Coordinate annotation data
## BEGIN
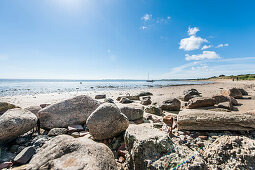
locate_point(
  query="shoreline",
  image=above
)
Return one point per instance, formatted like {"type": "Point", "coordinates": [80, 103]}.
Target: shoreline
{"type": "Point", "coordinates": [159, 93]}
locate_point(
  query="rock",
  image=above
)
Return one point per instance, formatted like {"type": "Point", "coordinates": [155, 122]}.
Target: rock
{"type": "Point", "coordinates": [171, 105]}
{"type": "Point", "coordinates": [57, 131]}
{"type": "Point", "coordinates": [191, 92]}
{"type": "Point", "coordinates": [230, 152]}
{"type": "Point", "coordinates": [125, 100]}
{"type": "Point", "coordinates": [34, 109]}
{"type": "Point", "coordinates": [244, 93]}
{"type": "Point", "coordinates": [187, 97]}
{"type": "Point", "coordinates": [25, 155]}
{"type": "Point", "coordinates": [132, 112]}
{"type": "Point", "coordinates": [68, 112]}
{"type": "Point", "coordinates": [40, 140]}
{"type": "Point", "coordinates": [66, 152]}
{"type": "Point", "coordinates": [5, 106]}
{"type": "Point", "coordinates": [100, 96]}
{"type": "Point", "coordinates": [200, 102]}
{"type": "Point", "coordinates": [44, 105]}
{"type": "Point", "coordinates": [107, 121]}
{"type": "Point", "coordinates": [6, 165]}
{"type": "Point", "coordinates": [153, 110]}
{"type": "Point", "coordinates": [145, 143]}
{"type": "Point", "coordinates": [15, 122]}
{"type": "Point", "coordinates": [220, 98]}
{"type": "Point", "coordinates": [145, 94]}
{"type": "Point", "coordinates": [197, 119]}
{"type": "Point", "coordinates": [146, 101]}
{"type": "Point", "coordinates": [129, 97]}
{"type": "Point", "coordinates": [108, 100]}
{"type": "Point", "coordinates": [226, 105]}
{"type": "Point", "coordinates": [234, 92]}
{"type": "Point", "coordinates": [74, 128]}
{"type": "Point", "coordinates": [75, 134]}
{"type": "Point", "coordinates": [168, 120]}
## END
Do this -
Present every line of the data above as a Markdown table with the columns Row and Line, numbering the rows and omitting blank lines. Leave the pictures out of the table.

Task result -
| Row | Line |
|---|---|
| 1 | locate_point( |
| 2 |   query="shoreline", |
| 3 |   image=above |
| 4 | ) |
| 5 | Return one point per instance, formatted like {"type": "Point", "coordinates": [80, 103]}. |
| 6 | Target: shoreline |
| 7 | {"type": "Point", "coordinates": [159, 93]} |
| 8 | locate_point( |
| 9 |   query="rock", |
| 10 |   image=above |
| 11 | ) |
| 12 | Return one point per instance, formatted like {"type": "Point", "coordinates": [155, 122]}. |
| 13 | Target: rock |
| 14 | {"type": "Point", "coordinates": [171, 105]} |
| 15 | {"type": "Point", "coordinates": [57, 131]} |
| 16 | {"type": "Point", "coordinates": [191, 92]} |
| 17 | {"type": "Point", "coordinates": [230, 152]} |
| 18 | {"type": "Point", "coordinates": [125, 100]} |
| 19 | {"type": "Point", "coordinates": [34, 109]} |
| 20 | {"type": "Point", "coordinates": [244, 93]} |
| 21 | {"type": "Point", "coordinates": [187, 97]} |
| 22 | {"type": "Point", "coordinates": [25, 155]} |
| 23 | {"type": "Point", "coordinates": [132, 112]} |
| 24 | {"type": "Point", "coordinates": [68, 112]} |
| 25 | {"type": "Point", "coordinates": [40, 140]} |
| 26 | {"type": "Point", "coordinates": [66, 152]} |
| 27 | {"type": "Point", "coordinates": [5, 106]} |
| 28 | {"type": "Point", "coordinates": [100, 96]} |
| 29 | {"type": "Point", "coordinates": [200, 102]} |
| 30 | {"type": "Point", "coordinates": [44, 105]} |
| 31 | {"type": "Point", "coordinates": [107, 121]} |
| 32 | {"type": "Point", "coordinates": [6, 165]} |
| 33 | {"type": "Point", "coordinates": [153, 110]} |
| 34 | {"type": "Point", "coordinates": [145, 143]} |
| 35 | {"type": "Point", "coordinates": [15, 122]} |
| 36 | {"type": "Point", "coordinates": [220, 98]} |
| 37 | {"type": "Point", "coordinates": [145, 94]} |
| 38 | {"type": "Point", "coordinates": [197, 119]} |
| 39 | {"type": "Point", "coordinates": [146, 101]} |
| 40 | {"type": "Point", "coordinates": [129, 97]} |
| 41 | {"type": "Point", "coordinates": [108, 100]} |
| 42 | {"type": "Point", "coordinates": [226, 105]} |
| 43 | {"type": "Point", "coordinates": [234, 92]} |
| 44 | {"type": "Point", "coordinates": [74, 128]} |
| 45 | {"type": "Point", "coordinates": [75, 134]} |
| 46 | {"type": "Point", "coordinates": [168, 120]} |